PASSAGE PROVIDED:

━━━

In [2]:
import torch
torch.__version__
from torchvision import datasets, transforms
from torch.utils.data import DataLoader
from pathlib import Path
import torch.nn as nn
import torchvision.models as models
import torch.optim as optim


In [3]:
#!pip install scikit-learn
#!pip install torch torchvision torchaudio --index-url https://download.pytorch.org/whl/cpu

In [4]:

class SimpleCNN(nn.Module):
    """
    Improved CNN:
    - ResNet18 backbone (fully fine-tuned)
    - 256-dim embedding for anomaly detection
    - 6-class classifier head
    """
    def __init__(self, num_classes: int = 6, embed_dim: int = 256):
        super().__init__()

        backbone = models.resnet18(weights=models.ResNet18_Weights.IMAGENET1K_V1)

        self.feature_extractor = nn.Sequential(*list(backbone.children())[:-1])
        self.embedding = nn.Sequential(
            nn.Linear(512, embed_dim),
            nn.ReLU(inplace=True),
            nn.Dropout(p=0.3),
        )

        self.classifier = nn.Linear(embed_dim, num_classes)

    def forward_features(self, x):
        """
        Return embedding vector (B, embed_dim).
        Use this for anomaly detection later.
        """
        x = self.feature_extractor(x)   
        x = torch.flatten(x, 1)       
        x = self.embedding(x)       
        return x

    def forward(self, x):
        feats = self.forward_features(x)

━━━

(Segmentation annotation listing)

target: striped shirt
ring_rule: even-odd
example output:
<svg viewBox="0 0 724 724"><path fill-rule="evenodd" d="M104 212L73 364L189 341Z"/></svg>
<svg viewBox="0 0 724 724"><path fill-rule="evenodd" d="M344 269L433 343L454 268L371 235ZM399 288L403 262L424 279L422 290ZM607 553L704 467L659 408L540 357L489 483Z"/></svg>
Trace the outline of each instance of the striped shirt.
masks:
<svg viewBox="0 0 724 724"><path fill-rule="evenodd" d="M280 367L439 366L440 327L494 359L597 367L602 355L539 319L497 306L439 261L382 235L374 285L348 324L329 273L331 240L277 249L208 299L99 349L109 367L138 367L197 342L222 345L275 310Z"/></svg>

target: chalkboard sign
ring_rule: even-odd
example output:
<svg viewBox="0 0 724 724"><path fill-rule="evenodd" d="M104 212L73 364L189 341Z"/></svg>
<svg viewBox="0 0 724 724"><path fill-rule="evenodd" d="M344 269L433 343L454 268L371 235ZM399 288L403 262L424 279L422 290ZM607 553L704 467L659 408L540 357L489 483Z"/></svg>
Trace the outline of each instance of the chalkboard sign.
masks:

━━━

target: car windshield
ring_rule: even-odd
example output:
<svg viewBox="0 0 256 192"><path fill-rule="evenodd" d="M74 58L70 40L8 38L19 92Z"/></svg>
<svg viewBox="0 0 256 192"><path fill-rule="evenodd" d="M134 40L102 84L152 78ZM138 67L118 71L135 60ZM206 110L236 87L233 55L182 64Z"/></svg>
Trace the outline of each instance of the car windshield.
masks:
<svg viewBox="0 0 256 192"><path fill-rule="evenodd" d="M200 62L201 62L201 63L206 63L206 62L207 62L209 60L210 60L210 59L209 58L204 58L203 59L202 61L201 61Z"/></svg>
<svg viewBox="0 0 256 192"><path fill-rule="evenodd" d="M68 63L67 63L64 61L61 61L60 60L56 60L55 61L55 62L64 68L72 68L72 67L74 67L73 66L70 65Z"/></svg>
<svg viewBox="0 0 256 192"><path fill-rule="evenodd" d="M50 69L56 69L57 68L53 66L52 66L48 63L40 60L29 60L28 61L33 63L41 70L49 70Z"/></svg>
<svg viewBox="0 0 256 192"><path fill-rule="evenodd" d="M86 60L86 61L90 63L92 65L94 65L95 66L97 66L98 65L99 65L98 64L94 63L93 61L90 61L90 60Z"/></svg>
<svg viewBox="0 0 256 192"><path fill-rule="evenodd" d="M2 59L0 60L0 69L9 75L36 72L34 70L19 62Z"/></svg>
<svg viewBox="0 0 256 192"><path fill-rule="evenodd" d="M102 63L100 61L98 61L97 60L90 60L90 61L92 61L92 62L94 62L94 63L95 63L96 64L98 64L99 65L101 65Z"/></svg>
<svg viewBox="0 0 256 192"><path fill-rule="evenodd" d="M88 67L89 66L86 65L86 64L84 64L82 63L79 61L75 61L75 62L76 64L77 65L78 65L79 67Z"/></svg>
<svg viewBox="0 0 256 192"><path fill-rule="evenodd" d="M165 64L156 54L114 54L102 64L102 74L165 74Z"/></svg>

━━━

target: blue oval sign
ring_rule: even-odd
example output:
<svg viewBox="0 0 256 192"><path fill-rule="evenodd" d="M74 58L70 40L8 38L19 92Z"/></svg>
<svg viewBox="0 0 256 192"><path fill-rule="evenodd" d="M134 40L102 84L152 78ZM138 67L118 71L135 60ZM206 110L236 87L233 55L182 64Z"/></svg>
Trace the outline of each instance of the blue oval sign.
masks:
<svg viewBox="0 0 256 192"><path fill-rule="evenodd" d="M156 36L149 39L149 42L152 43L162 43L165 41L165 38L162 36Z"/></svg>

━━━

REQUIRED ACTIONS:
• a. Can you repeat the PyTorch notebook from "x = torch.flatten(x, 1)" up to and including "feats = self.forward_features(x)"?
• b. Can you continue the PyTorch notebook from its last line onward?
This listing was drawn from a separate source.

WRITTEN RESPONSES:
• a.
x = torch.flatten(x, 1)       
        x = self.embedding(x)       
        return x

    def forward(self, x):
        feats = self.forward_features(x)

• b.
        logits = self.classifier(feats)      
        return logits


In [5]:
device = torch.device("cuda" if torch.cuda.is_available() else "cpu")
print("Device:", device)

train_dir = Path("../data/split/train")
val_dir   = Path("../data/split/val")

# ---- Stronger augmentations for better generalization ----
train_tfms = transforms.Compose([
    transforms.Resize((256, 256)),
    transforms.RandomResizedCrop(224, scale=(0.7, 1.0)),
    transforms.RandomHorizontalFlip(p=0.5),
    transforms.ColorJitter(brightness=0.3, contrast=0.3, saturation=0.3),
    transforms.RandomRotation(20),
    transforms.RandomPerspective(distortion_scale=0.2, p=0.5),
    transforms.ToTensor(),
    transforms.Normalize(
        mean=[0.485, 0.456, 0.406],
        std =[0.229, 0.224, 0.225],
    ),
])

val_tfms = transforms.Compose([
    transforms.Resize((256, 256)),
    transforms.CenterCrop(224),
    transforms.ToTensor(),
    transforms.Normalize(
        mean=[0.485, 0.456, 0.406],
        std =[0.229, 0.224, 0.225],
    ),
])

train_dataset = datasets.ImageFolder(train_dir, transform=train_tfms)
val_dataset   = datasets.ImageFolder(val_dir,   transform=val_tfms)

batch_size = 32  # reduce to 16 if RAM is angry
train_loader = DataLoader(train_dataset, batch_size=batch_size, shuffle=True)
val_loader   = DataLoader(val_dataset,   batch_size=batch_size, shuffle=False)

print("Train size:", len(train_dataset))
print("Val size  :", len(val_dataset))


Device: cpu
Train size: 1767
Val size  : 377


In [6]:

# ---- Model (full fine-tuning, nothing frozen) ----
model = SimpleCNN(num_classes=6, embed_dim=256).to(device)

# All params trainable now
optimizer = optim.Adam(
    model.parameters(),
    lr=1e-4,          # lower LR because we fine-tune whole backbone
    weight_decay=1e-4
)

criterion = nn.CrossEntropyLoss()

num_epochs = 8        
best_val_acc = 0.0
best_state_dict = None

for epoch in range(1, num_epochs + 1):
    # ---- Train ----
    model.train()
    running_loss = 0.0
    correct = 0
    total = 0

    for imgs, labels in train_loader:
        imgs = imgs.to(device)
        labels = labels.to(device)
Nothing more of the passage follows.